(begin)
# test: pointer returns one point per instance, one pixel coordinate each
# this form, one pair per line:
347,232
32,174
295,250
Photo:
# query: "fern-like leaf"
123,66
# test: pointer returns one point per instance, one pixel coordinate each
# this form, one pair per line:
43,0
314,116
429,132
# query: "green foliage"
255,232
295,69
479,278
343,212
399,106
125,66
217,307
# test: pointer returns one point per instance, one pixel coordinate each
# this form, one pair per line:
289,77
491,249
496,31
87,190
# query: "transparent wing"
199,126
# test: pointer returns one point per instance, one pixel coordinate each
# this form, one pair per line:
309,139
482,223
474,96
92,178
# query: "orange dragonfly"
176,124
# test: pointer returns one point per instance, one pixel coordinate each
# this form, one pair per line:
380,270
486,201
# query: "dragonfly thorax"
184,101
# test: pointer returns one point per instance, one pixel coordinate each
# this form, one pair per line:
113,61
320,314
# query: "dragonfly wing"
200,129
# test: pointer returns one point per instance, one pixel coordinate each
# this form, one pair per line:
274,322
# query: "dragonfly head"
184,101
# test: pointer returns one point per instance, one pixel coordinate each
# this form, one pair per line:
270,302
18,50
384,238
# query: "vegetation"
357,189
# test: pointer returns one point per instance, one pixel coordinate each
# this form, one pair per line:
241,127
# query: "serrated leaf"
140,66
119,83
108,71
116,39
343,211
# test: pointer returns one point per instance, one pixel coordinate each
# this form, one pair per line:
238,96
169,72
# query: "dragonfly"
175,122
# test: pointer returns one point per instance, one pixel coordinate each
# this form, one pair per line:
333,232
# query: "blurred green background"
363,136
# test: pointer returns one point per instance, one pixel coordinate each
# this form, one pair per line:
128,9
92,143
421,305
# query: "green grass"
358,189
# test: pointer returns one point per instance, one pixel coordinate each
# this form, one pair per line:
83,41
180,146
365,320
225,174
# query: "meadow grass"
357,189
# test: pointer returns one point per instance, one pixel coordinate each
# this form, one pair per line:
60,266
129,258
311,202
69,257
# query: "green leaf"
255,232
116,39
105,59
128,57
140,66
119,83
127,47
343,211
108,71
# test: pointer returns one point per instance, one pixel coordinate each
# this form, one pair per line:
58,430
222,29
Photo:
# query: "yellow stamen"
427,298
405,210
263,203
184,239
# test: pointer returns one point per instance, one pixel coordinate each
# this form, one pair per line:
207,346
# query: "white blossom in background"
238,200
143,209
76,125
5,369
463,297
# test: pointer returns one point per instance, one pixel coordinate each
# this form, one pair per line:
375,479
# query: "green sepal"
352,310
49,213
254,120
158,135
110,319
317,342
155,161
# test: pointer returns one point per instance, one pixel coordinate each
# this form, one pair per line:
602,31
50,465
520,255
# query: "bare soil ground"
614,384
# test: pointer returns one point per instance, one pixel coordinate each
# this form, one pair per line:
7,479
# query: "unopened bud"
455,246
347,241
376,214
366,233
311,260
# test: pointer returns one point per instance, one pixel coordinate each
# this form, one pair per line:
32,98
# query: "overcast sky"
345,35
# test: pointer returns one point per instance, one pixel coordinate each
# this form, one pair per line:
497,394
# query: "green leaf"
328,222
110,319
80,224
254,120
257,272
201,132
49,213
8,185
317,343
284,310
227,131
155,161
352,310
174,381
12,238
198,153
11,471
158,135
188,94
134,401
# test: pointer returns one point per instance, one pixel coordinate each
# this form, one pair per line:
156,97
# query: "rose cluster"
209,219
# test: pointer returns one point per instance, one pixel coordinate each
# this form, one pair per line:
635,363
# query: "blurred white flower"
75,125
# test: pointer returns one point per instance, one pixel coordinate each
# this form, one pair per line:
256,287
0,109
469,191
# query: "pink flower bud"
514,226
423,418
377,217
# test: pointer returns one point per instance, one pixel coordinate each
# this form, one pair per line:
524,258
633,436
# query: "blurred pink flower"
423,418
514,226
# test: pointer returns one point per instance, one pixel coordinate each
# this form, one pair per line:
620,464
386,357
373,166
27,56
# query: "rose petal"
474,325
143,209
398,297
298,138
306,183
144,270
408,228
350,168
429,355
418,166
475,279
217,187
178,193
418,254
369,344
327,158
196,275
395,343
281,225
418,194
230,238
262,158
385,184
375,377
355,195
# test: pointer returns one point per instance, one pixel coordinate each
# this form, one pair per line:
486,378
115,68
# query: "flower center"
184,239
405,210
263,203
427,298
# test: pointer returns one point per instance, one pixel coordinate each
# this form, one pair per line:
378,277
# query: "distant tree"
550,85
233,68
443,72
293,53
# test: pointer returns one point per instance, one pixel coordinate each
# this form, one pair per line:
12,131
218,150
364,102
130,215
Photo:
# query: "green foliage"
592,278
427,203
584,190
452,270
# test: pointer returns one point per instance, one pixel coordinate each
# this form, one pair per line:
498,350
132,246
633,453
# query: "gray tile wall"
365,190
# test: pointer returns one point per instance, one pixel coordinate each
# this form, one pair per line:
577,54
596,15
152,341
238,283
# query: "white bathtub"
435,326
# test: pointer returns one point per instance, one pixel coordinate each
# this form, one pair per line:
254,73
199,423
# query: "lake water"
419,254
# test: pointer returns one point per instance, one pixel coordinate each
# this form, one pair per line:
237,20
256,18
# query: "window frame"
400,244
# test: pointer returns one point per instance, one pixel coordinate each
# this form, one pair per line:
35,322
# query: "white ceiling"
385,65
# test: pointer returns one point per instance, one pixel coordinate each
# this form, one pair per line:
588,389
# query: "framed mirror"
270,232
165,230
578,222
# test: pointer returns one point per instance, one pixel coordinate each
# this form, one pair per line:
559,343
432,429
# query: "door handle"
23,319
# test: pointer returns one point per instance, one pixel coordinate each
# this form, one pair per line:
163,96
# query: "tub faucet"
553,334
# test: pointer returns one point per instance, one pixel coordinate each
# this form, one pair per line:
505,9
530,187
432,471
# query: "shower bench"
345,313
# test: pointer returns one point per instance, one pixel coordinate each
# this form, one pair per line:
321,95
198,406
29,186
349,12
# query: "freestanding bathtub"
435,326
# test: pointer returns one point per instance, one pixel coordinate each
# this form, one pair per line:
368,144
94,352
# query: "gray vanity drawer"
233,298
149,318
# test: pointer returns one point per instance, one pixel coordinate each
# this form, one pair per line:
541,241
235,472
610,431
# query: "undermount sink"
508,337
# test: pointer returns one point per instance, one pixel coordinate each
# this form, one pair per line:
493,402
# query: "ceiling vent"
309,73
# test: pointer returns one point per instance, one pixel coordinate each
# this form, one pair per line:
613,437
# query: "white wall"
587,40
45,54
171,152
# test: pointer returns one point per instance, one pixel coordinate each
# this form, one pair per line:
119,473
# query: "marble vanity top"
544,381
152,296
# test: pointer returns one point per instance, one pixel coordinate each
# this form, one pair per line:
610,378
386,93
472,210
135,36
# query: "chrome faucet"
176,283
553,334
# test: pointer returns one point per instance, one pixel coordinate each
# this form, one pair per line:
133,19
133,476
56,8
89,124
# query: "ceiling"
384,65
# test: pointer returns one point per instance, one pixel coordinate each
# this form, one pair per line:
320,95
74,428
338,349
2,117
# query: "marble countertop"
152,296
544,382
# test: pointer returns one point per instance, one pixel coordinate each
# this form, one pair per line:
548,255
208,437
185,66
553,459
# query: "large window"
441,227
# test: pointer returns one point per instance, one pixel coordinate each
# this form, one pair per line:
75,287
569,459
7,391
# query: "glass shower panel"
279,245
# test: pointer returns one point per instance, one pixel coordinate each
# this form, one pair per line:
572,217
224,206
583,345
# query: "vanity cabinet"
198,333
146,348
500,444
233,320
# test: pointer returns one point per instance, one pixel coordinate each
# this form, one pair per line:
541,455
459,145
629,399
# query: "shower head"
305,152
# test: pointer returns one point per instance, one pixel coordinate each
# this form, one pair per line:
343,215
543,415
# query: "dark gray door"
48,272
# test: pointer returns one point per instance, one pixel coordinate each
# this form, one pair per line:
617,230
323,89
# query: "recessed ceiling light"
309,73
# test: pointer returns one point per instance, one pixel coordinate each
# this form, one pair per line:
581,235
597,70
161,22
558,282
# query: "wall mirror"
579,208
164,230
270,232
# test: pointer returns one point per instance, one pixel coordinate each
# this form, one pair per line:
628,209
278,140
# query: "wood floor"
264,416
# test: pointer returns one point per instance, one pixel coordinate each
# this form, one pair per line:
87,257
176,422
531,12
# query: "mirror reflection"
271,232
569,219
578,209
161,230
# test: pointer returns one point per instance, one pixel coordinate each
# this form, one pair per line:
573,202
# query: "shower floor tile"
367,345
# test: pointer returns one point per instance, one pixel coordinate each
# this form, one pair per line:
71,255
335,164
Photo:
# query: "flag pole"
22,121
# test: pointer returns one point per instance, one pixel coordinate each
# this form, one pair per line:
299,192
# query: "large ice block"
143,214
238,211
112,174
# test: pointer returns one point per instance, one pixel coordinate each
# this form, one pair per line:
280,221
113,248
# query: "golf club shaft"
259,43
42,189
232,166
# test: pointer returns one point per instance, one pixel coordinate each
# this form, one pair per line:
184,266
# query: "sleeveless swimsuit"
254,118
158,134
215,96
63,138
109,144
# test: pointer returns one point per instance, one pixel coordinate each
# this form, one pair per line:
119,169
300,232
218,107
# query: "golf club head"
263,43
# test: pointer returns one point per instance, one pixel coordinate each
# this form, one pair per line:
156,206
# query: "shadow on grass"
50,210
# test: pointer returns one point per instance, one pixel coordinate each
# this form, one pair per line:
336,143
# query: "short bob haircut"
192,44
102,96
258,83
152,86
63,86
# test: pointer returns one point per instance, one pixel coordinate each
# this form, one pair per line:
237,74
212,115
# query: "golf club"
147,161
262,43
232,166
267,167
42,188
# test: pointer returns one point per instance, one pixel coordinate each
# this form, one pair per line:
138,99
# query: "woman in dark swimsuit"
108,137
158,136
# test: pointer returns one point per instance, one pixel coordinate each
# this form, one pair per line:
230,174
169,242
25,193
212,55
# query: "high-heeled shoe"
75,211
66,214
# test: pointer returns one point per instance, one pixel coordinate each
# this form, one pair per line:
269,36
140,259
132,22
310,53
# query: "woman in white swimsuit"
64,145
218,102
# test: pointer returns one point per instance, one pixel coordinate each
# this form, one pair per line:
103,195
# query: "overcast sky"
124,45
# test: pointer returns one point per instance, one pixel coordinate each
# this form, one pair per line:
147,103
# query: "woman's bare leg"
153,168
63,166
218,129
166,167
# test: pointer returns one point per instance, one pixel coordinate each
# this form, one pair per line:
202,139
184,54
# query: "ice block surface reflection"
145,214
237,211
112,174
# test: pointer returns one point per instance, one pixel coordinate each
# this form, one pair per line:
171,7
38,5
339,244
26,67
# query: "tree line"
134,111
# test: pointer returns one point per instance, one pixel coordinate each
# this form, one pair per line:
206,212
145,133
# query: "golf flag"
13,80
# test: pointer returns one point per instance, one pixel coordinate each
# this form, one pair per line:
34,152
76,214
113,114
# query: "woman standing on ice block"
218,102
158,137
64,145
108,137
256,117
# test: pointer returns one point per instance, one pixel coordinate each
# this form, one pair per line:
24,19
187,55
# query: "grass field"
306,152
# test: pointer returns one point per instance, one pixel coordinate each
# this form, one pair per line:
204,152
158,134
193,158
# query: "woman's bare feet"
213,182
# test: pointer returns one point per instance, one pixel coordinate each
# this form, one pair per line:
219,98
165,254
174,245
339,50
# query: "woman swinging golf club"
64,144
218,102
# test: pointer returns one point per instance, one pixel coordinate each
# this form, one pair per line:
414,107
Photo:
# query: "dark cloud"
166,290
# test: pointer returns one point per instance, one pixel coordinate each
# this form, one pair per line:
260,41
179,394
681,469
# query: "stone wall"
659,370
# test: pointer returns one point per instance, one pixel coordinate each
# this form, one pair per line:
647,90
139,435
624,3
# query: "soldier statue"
(end)
From the data above, copy out every line that contains the word "blurred", in the order the lines appear.

# query: "blurred green background"
# query: "blurred white flower"
# query: "blurred pink flower"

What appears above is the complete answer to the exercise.